───── EXCERPTED TEXT ─────
Skip to Content »

Why the left wants everyone to vote

  • March 6th, 2009

A Canterbury University economist’s study based on the 2005 New Zealand Election Survey supports the  intuitive conviction that the left get advantage from state funds spent on getting out the vote.  Uninterested low quality votes favour Labour, but not the Greens.

The evidence is set out at length in Eric Crampton’s working paper just posted on SSRN.  In party political terms the effect is summarised as follows: 

When they get to the polls, the ignorant are significantly more likely to support the Labour Party (4% increase in predicted probability for a standard deviation increase in ignorance) and significantly less likely to support the Green party (1% decrease in predicted probability) and United Future (0.5% decrease in predicted probability).
─────
→ **TASK SET**:
**A.** Answer these questions about the post on voting:
(i) At which university is the economist behind the study based?
(ii) Which survey is the study built on?
(iii) By how much does the predicted probability of supporting the Labour Party rise for a standard deviation increase in ignorance?
**B.** Duplicate the part of the post on voting that opens with the words containing "Why the left" and closes with "in predicted probability).".
───── RECORDS PROVIDED ─────
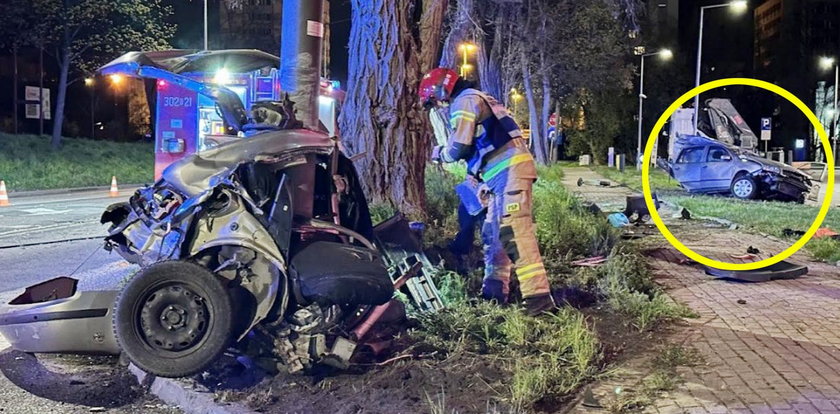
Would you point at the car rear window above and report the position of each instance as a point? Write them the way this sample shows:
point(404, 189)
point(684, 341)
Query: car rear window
point(692, 155)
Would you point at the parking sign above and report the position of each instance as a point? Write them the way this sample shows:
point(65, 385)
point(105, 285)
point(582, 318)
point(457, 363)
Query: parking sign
point(766, 128)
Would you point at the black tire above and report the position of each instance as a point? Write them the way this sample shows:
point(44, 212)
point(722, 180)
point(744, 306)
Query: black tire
point(174, 319)
point(744, 187)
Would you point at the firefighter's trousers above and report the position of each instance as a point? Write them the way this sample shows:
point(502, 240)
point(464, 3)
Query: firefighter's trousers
point(509, 235)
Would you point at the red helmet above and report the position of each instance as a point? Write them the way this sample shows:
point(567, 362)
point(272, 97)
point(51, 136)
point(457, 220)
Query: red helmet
point(437, 85)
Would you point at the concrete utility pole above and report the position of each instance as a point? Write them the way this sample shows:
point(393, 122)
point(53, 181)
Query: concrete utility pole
point(666, 54)
point(736, 6)
point(300, 56)
point(206, 47)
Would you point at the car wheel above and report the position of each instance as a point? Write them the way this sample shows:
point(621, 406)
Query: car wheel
point(174, 319)
point(743, 187)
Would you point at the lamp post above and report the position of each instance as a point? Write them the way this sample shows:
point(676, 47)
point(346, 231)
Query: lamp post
point(827, 63)
point(90, 84)
point(466, 49)
point(206, 47)
point(665, 54)
point(736, 6)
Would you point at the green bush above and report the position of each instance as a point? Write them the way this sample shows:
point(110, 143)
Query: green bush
point(28, 162)
point(564, 227)
point(548, 355)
─────
→ **ANSWERS BELOW**:
**A.**
(i) Canterbury University
(ii) The 2005 New Zealand Election Survey
(iii) 4%

**B.**
Why the left wants everyone to vote

  • March 6th, 2009

A Canterbury University economist’s study based on the 2005 New Zealand Election Survey supports the  intuitive conviction that the left get advantage from state funds spent on getting out the vote.  Uninterested low quality votes favour Labour, but not the Greens.

The evidence is set out at length in Eric Crampton’s working paper just posted on SSRN.  In party political terms the effect is summarised as follows: 

When they get to the polls, the ignorant are significantly more likely to support the Labour Party (4% increase in predicted probability for a standard deviation increase in ignorance) and significantly less likely to support the Green party (1% decrease in predicted probability) and United Future (0.5% decrease in predicted probability).